What is expected: Hand back the entries exactly as written, minus every picture.

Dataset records
***
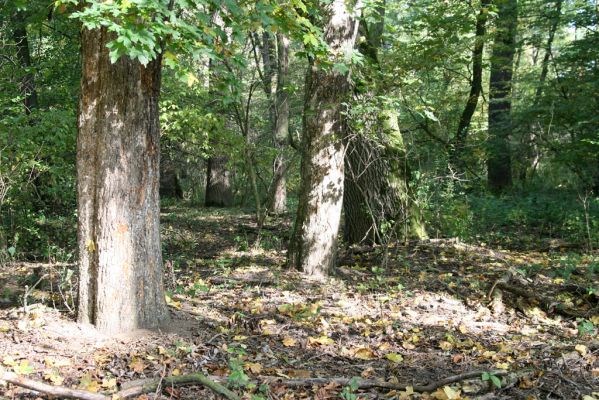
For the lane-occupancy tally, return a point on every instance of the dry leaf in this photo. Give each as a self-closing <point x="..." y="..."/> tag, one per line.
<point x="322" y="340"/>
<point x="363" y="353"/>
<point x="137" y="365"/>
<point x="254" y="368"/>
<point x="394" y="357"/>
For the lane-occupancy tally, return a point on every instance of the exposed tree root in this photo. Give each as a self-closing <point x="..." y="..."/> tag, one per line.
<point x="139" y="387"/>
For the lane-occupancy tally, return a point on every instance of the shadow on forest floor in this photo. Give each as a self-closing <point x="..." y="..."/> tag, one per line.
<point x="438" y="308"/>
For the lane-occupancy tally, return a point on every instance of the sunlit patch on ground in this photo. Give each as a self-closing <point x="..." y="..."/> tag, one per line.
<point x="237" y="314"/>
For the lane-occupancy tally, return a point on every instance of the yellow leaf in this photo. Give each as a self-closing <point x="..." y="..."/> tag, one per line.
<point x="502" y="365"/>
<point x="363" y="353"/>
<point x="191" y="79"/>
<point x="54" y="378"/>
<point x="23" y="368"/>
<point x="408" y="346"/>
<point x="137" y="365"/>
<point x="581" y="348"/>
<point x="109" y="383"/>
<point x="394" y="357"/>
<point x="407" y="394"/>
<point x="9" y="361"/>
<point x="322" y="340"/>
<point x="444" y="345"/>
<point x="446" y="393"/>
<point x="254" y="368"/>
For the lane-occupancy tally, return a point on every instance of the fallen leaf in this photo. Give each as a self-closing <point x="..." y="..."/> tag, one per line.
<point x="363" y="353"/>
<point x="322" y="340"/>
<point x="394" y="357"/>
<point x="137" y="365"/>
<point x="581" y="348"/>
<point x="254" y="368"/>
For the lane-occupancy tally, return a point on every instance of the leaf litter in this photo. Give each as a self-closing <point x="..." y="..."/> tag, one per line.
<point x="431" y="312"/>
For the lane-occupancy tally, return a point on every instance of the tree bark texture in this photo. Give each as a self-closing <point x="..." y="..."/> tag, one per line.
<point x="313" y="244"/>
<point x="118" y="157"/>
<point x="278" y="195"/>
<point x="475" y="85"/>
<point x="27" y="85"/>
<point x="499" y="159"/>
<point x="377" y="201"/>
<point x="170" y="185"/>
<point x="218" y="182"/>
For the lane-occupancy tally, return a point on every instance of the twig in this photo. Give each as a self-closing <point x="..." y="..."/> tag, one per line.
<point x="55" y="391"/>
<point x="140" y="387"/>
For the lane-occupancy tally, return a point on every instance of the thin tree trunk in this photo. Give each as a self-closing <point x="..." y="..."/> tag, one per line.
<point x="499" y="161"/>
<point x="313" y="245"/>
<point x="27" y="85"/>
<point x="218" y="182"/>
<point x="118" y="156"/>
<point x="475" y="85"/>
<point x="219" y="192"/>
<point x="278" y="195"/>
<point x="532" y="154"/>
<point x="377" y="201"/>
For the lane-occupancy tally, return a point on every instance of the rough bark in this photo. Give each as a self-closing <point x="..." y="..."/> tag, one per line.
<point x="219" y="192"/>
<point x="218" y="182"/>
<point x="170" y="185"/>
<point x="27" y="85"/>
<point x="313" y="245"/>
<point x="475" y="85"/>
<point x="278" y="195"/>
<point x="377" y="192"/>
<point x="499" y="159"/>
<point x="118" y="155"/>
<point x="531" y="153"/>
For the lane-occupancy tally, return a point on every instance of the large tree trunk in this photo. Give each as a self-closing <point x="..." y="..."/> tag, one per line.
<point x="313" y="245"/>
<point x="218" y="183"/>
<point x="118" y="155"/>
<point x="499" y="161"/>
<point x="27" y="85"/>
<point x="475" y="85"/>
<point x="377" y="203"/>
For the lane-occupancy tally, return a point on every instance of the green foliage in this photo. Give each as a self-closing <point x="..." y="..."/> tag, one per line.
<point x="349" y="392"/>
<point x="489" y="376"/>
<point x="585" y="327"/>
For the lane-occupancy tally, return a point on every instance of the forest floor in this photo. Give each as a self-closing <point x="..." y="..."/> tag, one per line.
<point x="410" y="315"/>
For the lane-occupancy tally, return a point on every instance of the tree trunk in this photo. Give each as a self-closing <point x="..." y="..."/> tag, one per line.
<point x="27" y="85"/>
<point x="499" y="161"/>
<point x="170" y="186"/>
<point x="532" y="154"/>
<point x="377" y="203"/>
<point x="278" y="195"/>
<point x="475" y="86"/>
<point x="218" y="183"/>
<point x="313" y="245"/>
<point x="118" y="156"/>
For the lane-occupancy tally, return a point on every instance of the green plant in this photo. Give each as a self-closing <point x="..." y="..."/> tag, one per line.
***
Result for this exercise:
For the lane-occupancy tally, return a point on every instance of the dry leaf in this photo. Give each as a self-closing <point x="..." y="..."/> tag, one per line.
<point x="322" y="340"/>
<point x="363" y="353"/>
<point x="137" y="365"/>
<point x="254" y="368"/>
<point x="394" y="357"/>
For the lane-occupancy tally, return a point on every instance of the exposed tree root in this photo. Give each as a self-closing <point x="..." y="..."/> tag, one per line.
<point x="139" y="387"/>
For the lane-occupancy tally, return a point on every instance of the shadow on forest floor in this photo. Give each as a self-closing <point x="..." y="..."/> tag, one per line.
<point x="438" y="308"/>
For the lane-occupancy tally, return a point on every instance of the sunlit patch on ground in this photo. Give each as a self-closing <point x="..." y="..."/> tag, one per line.
<point x="237" y="314"/>
For the lane-occupancy tally, return a point on every instance of the yellow leaf in this photo. Give each as a self-closing <point x="..." y="..."/> tag, one per line.
<point x="502" y="365"/>
<point x="363" y="353"/>
<point x="191" y="79"/>
<point x="54" y="378"/>
<point x="23" y="368"/>
<point x="408" y="346"/>
<point x="137" y="365"/>
<point x="581" y="348"/>
<point x="109" y="383"/>
<point x="394" y="357"/>
<point x="407" y="394"/>
<point x="9" y="361"/>
<point x="322" y="340"/>
<point x="444" y="345"/>
<point x="446" y="393"/>
<point x="254" y="368"/>
For the lane-occupancy tally, return a point on every instance of the fallen leaf in this photo. Give each as a self-closing <point x="..." y="..."/> tag, one per line.
<point x="363" y="353"/>
<point x="322" y="340"/>
<point x="394" y="357"/>
<point x="137" y="365"/>
<point x="581" y="348"/>
<point x="254" y="368"/>
For the lane-occupancy tally, return a point on every instance of the leaf litter in this photo. Give each as a self-closing <point x="..." y="..."/> tag, one per line.
<point x="431" y="312"/>
For the lane-occupancy tally, return a point on every instance of the tree bark texture in this photo. Give each as a self-closing <point x="..." y="..."/> tag, one per line.
<point x="313" y="244"/>
<point x="118" y="157"/>
<point x="278" y="195"/>
<point x="475" y="85"/>
<point x="27" y="85"/>
<point x="499" y="159"/>
<point x="377" y="201"/>
<point x="170" y="185"/>
<point x="218" y="182"/>
For the lane-occupancy tally, return a point on every instance of the twig in this photo. Give each as a self-closing <point x="..." y="..."/> tag, one per line.
<point x="55" y="391"/>
<point x="140" y="387"/>
For the lane-occupancy tally, return a point on every instance of the thin tree trunk in this photo. Give each as a self-closing <point x="..." y="..."/> tag, one per line.
<point x="499" y="161"/>
<point x="313" y="245"/>
<point x="27" y="85"/>
<point x="218" y="182"/>
<point x="118" y="156"/>
<point x="475" y="85"/>
<point x="219" y="192"/>
<point x="278" y="195"/>
<point x="532" y="154"/>
<point x="377" y="201"/>
For the lane-occupancy tally, return a point on every instance of the rough bark in this photo. Give each as a self-closing <point x="..." y="..."/> tag, one per line.
<point x="219" y="192"/>
<point x="218" y="182"/>
<point x="170" y="185"/>
<point x="27" y="85"/>
<point x="313" y="245"/>
<point x="475" y="85"/>
<point x="278" y="195"/>
<point x="377" y="192"/>
<point x="499" y="159"/>
<point x="118" y="155"/>
<point x="531" y="153"/>
For the lane-occupancy tally, return a point on every instance of the large tree trunk in this photo. Give each as a self-closing <point x="..." y="..."/> tag, one per line.
<point x="313" y="245"/>
<point x="218" y="183"/>
<point x="118" y="155"/>
<point x="499" y="161"/>
<point x="27" y="85"/>
<point x="475" y="85"/>
<point x="377" y="203"/>
For the lane-occupancy tally, return a point on every instance of the green foliage in this photo. Give each as a self-closing <point x="..." y="..."/> tag, one per line.
<point x="349" y="392"/>
<point x="489" y="376"/>
<point x="585" y="327"/>
For the lane-occupancy tally, return a point on every instance of the forest floor in this photo. Give each as a self-closing <point x="..." y="..."/> tag, one per line.
<point x="410" y="315"/>
For the lane-occupancy tally, return a point on every instance of the tree trunk in this photo. Give each as a self-closing <point x="..." y="..."/> tag, one per line.
<point x="27" y="85"/>
<point x="499" y="161"/>
<point x="170" y="186"/>
<point x="532" y="154"/>
<point x="377" y="203"/>
<point x="278" y="195"/>
<point x="475" y="86"/>
<point x="218" y="183"/>
<point x="313" y="245"/>
<point x="118" y="156"/>
For the lane-occupancy tally, return a point on every instance of the green plant in this photo. Give each as a self-closing <point x="..." y="..."/> tag, one per line.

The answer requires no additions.